■ Set exercise
Please pick out every line of the rows below that contains the word "outlines", matching case exactly, and copy each one.

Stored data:
____

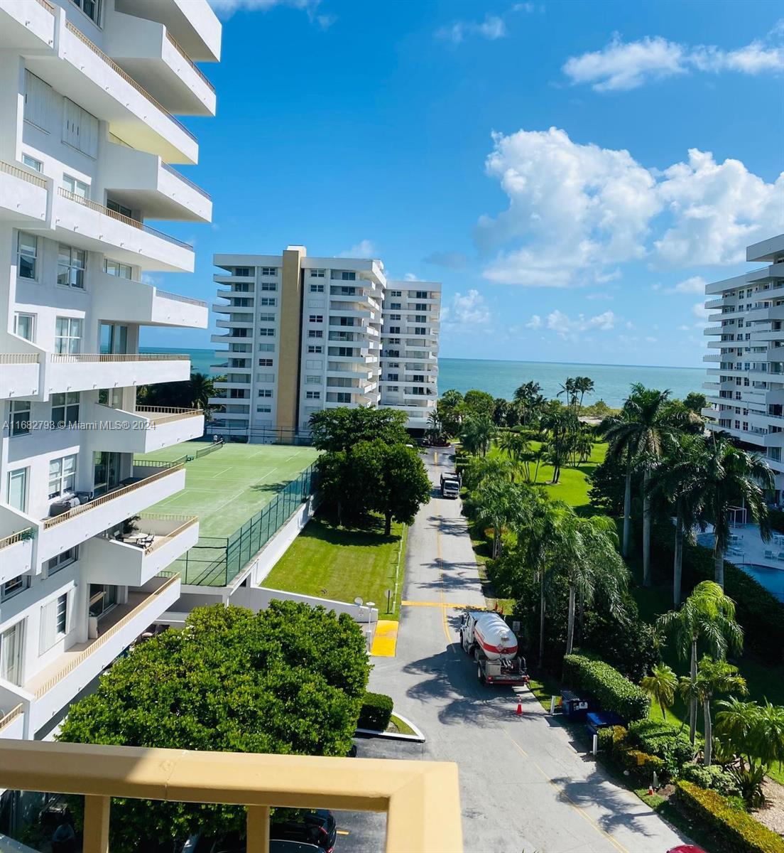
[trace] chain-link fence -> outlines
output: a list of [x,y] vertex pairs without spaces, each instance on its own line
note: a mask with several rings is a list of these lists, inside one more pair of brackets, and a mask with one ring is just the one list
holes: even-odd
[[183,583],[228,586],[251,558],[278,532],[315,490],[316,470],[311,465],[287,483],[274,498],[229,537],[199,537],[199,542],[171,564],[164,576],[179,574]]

____

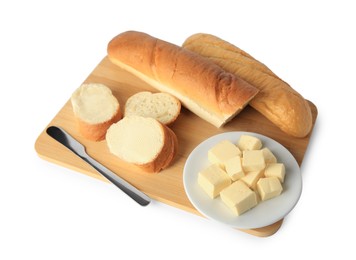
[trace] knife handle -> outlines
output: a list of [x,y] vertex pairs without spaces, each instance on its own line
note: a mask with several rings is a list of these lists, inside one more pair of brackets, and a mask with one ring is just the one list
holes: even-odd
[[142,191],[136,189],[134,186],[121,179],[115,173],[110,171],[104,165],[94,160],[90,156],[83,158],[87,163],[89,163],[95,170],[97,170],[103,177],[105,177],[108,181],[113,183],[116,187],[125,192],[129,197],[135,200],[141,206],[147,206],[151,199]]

____

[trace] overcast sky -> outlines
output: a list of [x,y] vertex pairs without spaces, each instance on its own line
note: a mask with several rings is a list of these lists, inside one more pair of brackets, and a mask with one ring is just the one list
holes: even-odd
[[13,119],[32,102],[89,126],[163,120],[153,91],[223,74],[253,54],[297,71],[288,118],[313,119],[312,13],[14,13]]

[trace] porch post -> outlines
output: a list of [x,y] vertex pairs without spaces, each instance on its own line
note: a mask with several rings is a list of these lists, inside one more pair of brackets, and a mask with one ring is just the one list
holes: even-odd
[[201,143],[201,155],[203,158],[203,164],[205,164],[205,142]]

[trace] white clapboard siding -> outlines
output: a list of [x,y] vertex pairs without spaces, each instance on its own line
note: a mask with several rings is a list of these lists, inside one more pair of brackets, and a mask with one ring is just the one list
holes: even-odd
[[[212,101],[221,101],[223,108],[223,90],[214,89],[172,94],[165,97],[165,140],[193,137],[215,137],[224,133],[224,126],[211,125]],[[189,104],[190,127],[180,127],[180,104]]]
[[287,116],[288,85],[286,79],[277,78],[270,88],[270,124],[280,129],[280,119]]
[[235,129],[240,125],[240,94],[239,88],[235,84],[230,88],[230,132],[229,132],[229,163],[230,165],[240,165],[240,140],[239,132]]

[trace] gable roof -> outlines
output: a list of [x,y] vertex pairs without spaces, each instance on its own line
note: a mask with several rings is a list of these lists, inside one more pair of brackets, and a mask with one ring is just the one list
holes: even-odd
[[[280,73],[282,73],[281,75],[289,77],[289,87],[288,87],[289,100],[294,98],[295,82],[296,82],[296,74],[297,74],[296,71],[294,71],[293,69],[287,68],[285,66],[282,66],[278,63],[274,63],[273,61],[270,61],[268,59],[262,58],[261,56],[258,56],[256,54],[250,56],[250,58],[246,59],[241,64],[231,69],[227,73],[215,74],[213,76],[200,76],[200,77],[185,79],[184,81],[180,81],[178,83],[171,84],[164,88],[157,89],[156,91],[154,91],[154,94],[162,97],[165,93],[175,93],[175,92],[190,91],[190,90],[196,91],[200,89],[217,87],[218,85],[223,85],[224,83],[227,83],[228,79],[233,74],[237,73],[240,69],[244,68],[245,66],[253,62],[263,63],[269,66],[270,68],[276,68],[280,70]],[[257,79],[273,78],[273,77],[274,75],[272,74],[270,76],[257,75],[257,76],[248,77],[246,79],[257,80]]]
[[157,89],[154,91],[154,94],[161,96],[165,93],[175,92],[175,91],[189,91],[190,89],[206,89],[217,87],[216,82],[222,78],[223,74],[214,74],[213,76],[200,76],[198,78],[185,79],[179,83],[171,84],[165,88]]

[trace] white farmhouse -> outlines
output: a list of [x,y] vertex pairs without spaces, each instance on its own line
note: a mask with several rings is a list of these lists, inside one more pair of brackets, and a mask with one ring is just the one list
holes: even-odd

____

■ Correct answer
[trace] chain-link fence -> outlines
[trace] knife handle -> outlines
[trace] overcast sky -> outlines
[trace] porch post -> outlines
[trace] white clapboard siding -> outlines
[trace] gable roof -> outlines
[trace] white farmhouse -> outlines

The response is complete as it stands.